--- Work to complete ---
[A] Answer these questions using the patent excerpt on transparent substrates and electrodes:
(i) What material does the patent excerpt name for the inflexible substrate preferred for high quality optical characteristics?
(ii) Which two films are given as examples of what each transparent electrode may comprise?
(iii) In what direction do the first and second alignment films align the liquid crystal?
[B] Repeat the part of the patent excerpt on transparent substrates and electrodes from "Each of the first transparent electrode" up to and including "the liquid crystal.".
[C] Write the next part of the patent excerpt on transparent substrates and electrodes, starting after its last sentence.

--- Extract ---
━━━━━━━━

Each of the first non-confronting area 31a and the second
transparent substrate 32 has connection wiring (not show) fixed
thereon.
[0084] It is preferred in terms of obtaining high quality optical
characteristics that each of the first transparent substrate 31 and
the second transparent plate 32 comprise an inflexible substrate
made of transparent glass. Each of the transparent substrates may
comprise an inflexible resin substrate made of, e.g., polyester, or
a film substrate. Although explanation has been made about a case
where each of the first transparent substrate 31 and the second
transparent substrate 32 is formed in a rectangular shape, each of
the transparent substrates may be formed in a different shape, such
as a circular shape. The first transparent electrode 33 and the
second transparent electrode 34 are disposed in respective patterns
on confronting areas of the main sides of the first transparent
substrate 31 and the second transparent substrate 32, respectively.
Each of the first transparent electrode 33 and the second
transparent electrode 34 may comprise, e.g., a metal oxide film,
such as ITO (indium tin oxide) or tin oxide.
[0085] The first transparent electrode 33 and the second
transparent electrode 34 have the first alignment film 38 and the
second alignment film 39 disposed, respectively, thereon in contact
with the light control layer 35 so as to align the liquid crystal
in the light control layer 35. The first alignment film 38 and the
second alignment film 39 play a role in aligning the liquid crystal
in a direction perpendicular to the substrate surfaces. It is
acceptable to dispense with such an alignment film. For example,
the surface of the first transparent electrode 33 or the second
transparent electrode 34 may be directly polished or be provided
with a function of aligning the liquid crystal.

━━━━━━━━

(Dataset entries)
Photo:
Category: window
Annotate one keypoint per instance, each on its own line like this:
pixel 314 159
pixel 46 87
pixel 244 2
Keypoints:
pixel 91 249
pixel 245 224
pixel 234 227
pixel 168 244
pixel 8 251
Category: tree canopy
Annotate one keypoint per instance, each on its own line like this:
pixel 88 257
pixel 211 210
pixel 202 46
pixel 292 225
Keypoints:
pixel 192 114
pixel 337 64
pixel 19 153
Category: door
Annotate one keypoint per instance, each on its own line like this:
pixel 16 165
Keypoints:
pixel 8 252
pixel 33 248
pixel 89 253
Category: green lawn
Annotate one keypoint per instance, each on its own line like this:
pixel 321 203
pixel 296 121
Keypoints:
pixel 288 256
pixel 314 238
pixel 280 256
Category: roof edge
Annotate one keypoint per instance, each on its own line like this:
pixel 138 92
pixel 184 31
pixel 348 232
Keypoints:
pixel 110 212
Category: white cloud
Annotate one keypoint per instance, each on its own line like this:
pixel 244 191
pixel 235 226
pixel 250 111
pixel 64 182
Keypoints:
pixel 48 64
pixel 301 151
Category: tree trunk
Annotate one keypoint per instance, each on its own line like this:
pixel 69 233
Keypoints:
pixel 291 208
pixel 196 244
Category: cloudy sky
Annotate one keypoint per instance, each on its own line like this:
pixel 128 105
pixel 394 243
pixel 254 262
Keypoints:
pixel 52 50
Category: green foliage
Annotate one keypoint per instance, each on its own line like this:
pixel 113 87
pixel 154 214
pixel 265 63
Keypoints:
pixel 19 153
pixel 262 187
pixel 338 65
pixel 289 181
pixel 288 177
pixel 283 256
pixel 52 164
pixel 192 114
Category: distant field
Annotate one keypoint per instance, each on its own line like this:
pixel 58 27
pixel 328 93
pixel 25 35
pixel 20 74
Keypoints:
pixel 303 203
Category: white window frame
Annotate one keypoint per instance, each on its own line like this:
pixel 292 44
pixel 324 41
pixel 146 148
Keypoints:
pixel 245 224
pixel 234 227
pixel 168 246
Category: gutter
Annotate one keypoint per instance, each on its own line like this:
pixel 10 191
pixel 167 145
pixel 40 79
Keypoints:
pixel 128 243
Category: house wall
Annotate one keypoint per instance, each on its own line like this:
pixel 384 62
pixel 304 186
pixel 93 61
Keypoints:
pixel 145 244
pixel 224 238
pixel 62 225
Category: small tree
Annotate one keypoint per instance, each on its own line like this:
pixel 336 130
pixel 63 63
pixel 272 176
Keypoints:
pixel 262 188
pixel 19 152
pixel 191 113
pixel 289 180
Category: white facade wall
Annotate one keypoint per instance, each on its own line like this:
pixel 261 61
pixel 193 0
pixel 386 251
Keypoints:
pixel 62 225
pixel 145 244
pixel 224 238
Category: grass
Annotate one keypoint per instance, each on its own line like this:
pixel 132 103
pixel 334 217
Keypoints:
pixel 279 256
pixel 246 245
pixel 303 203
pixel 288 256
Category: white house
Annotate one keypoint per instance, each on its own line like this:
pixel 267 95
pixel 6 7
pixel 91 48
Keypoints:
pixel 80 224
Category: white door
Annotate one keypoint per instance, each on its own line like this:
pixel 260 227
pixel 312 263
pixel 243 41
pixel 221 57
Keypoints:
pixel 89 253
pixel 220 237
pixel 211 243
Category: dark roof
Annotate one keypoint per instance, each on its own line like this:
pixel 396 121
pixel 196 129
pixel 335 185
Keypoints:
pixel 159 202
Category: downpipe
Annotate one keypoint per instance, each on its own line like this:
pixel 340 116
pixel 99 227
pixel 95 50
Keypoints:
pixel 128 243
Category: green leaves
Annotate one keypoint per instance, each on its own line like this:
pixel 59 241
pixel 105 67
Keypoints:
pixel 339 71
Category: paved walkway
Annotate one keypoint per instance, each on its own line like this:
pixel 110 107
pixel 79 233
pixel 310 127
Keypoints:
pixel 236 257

━━━━━━━━

--- Written responses ---
[A]
(i) Transparent glass.
(ii) A metal oxide film such as ITO (indium tin oxide), or tin oxide.
(iii) Perpendicular to the substrate surfaces.

[B]
Each of the first transparent electrode 33 and the second
transparent electrode 34 may comprise, e.g., a metal oxide film,
such as ITO (indium tin oxide) or tin oxide.
[0085] The first transparent electrode 33 and the second
transparent electrode 34 have the first alignment film 38 and the
second alignment film 39 disposed, respectively, thereon in contact
with the light control layer 35 so as to align the liquid crystal
in the light control layer 35. The first alignment film 38 and the
second alignment film 39 play a role in aligning the liquid crystal
in a direction perpendicular to the substrate surfaces. It is
acceptable to dispense with such an alignment film. For example,
the surface of the first transparent electrode 33 or the second
transparent electrode 34 may be directly polished or be provided
with a function of aligning the liquid crystal.

[C]
[0086] The first transparent substrate 31 and the second
transparent substrate 32 have the light control layer 35 as an
electro-optical layer and the spacers 36 sandwiched therebetween as
shown in FIG. 6. The thickness of the light control layer 35
sandwiched between both substrates is determined by the spacers 36.
The spacers 36 may comprise, e.g., glass particles, resin
particles, glass fibers, films or spacers prepared by a
photolithographic method.
[0087] When the light control layer comprises a liquid crystal
polymer composite layer as in this embodiment, the thickness of the
light control layer 35 is typically from 1 to 50 .mu.m. The polymer
contained in the light control layer 35 comprises a combination of
plural column-like resin materials. The liquid crystal, which is
one of the components of the light control layer 35, is configured
so that the alignment direction of the liquid crystal in the light
transmissive state substantially accords with the normal line
direction of a substrate surface. By aligning the liquid crystal
perpendicularly, it is possible to keep the light transmissive
state of the liquid crystal optical elements in a better way. In
this embodiment, when no voltage is applied across the first
transparent electrode 33 and the second transparent electrode 34,
the liquid crystal is aligned so as to have the light transmissive
state.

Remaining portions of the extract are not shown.